— BEGIN SUPPLIED DATA —

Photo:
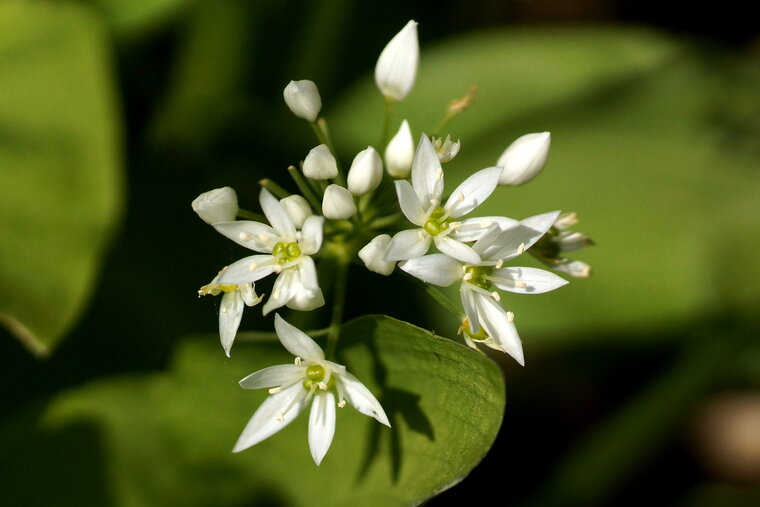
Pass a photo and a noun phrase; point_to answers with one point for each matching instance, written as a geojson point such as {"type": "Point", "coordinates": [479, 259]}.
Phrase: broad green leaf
{"type": "Point", "coordinates": [166, 438]}
{"type": "Point", "coordinates": [59, 166]}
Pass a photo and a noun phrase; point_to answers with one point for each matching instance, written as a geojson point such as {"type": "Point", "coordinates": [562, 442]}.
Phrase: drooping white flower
{"type": "Point", "coordinates": [218, 205]}
{"type": "Point", "coordinates": [366, 172]}
{"type": "Point", "coordinates": [338, 203]}
{"type": "Point", "coordinates": [420, 202]}
{"type": "Point", "coordinates": [524, 158]}
{"type": "Point", "coordinates": [302, 97]}
{"type": "Point", "coordinates": [487, 321]}
{"type": "Point", "coordinates": [396, 68]}
{"type": "Point", "coordinates": [373, 255]}
{"type": "Point", "coordinates": [320, 164]}
{"type": "Point", "coordinates": [399, 153]}
{"type": "Point", "coordinates": [293, 386]}
{"type": "Point", "coordinates": [298, 208]}
{"type": "Point", "coordinates": [285, 251]}
{"type": "Point", "coordinates": [231, 307]}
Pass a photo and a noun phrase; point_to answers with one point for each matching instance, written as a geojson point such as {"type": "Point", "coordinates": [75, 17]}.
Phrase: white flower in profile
{"type": "Point", "coordinates": [286, 251]}
{"type": "Point", "coordinates": [396, 68]}
{"type": "Point", "coordinates": [231, 307]}
{"type": "Point", "coordinates": [420, 202]}
{"type": "Point", "coordinates": [486, 320]}
{"type": "Point", "coordinates": [292, 386]}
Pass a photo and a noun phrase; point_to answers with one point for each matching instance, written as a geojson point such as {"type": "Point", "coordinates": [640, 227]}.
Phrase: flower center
{"type": "Point", "coordinates": [437, 222]}
{"type": "Point", "coordinates": [478, 276]}
{"type": "Point", "coordinates": [286, 252]}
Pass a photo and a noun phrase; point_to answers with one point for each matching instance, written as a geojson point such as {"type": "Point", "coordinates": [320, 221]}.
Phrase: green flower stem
{"type": "Point", "coordinates": [305, 189]}
{"type": "Point", "coordinates": [273, 187]}
{"type": "Point", "coordinates": [438, 296]}
{"type": "Point", "coordinates": [250, 215]}
{"type": "Point", "coordinates": [339, 302]}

— END SUPPLIED DATA —

◆ **SHORT PROBLEM**:
Leave the images out and output the remaining material exactly as it stands.

◆ **EXERCISE ANSWER**:
Photo:
Pass a photo and a noun phrase; point_to answers with one point for each matching instance, written as a geojson point such as {"type": "Point", "coordinates": [479, 259]}.
Phrase: broad green leaf
{"type": "Point", "coordinates": [166, 438]}
{"type": "Point", "coordinates": [59, 166]}
Pass a photo and a noun phrase; point_to answers with one point for each matching instance, written as a geojson point such as {"type": "Point", "coordinates": [562, 442]}.
Phrase: drooping white flower
{"type": "Point", "coordinates": [218, 205]}
{"type": "Point", "coordinates": [366, 172]}
{"type": "Point", "coordinates": [338, 203]}
{"type": "Point", "coordinates": [420, 202]}
{"type": "Point", "coordinates": [524, 158]}
{"type": "Point", "coordinates": [302, 97]}
{"type": "Point", "coordinates": [487, 321]}
{"type": "Point", "coordinates": [396, 68]}
{"type": "Point", "coordinates": [373, 255]}
{"type": "Point", "coordinates": [320, 164]}
{"type": "Point", "coordinates": [399, 153]}
{"type": "Point", "coordinates": [293, 386]}
{"type": "Point", "coordinates": [298, 208]}
{"type": "Point", "coordinates": [285, 251]}
{"type": "Point", "coordinates": [231, 307]}
Pass a photo and a noun phrase; point_to answers with one point for each matching instance, written as a geojson point such as {"type": "Point", "coordinates": [75, 17]}.
Phrase: white flower in profile
{"type": "Point", "coordinates": [286, 251]}
{"type": "Point", "coordinates": [396, 68]}
{"type": "Point", "coordinates": [231, 307]}
{"type": "Point", "coordinates": [420, 202]}
{"type": "Point", "coordinates": [486, 320]}
{"type": "Point", "coordinates": [292, 386]}
Pass a photo and a noun phrase; point_to answers with one point for each matching instance, written as a geojson point such as {"type": "Point", "coordinates": [640, 227]}.
Phrase: flower center
{"type": "Point", "coordinates": [437, 222]}
{"type": "Point", "coordinates": [478, 276]}
{"type": "Point", "coordinates": [286, 252]}
Pass a photo and a noun phrase; point_to answers with one point for each matching instance, written as a geojson point such as {"type": "Point", "coordinates": [320, 221]}.
Phrase: green flower stem
{"type": "Point", "coordinates": [305, 189]}
{"type": "Point", "coordinates": [273, 187]}
{"type": "Point", "coordinates": [438, 296]}
{"type": "Point", "coordinates": [250, 215]}
{"type": "Point", "coordinates": [339, 302]}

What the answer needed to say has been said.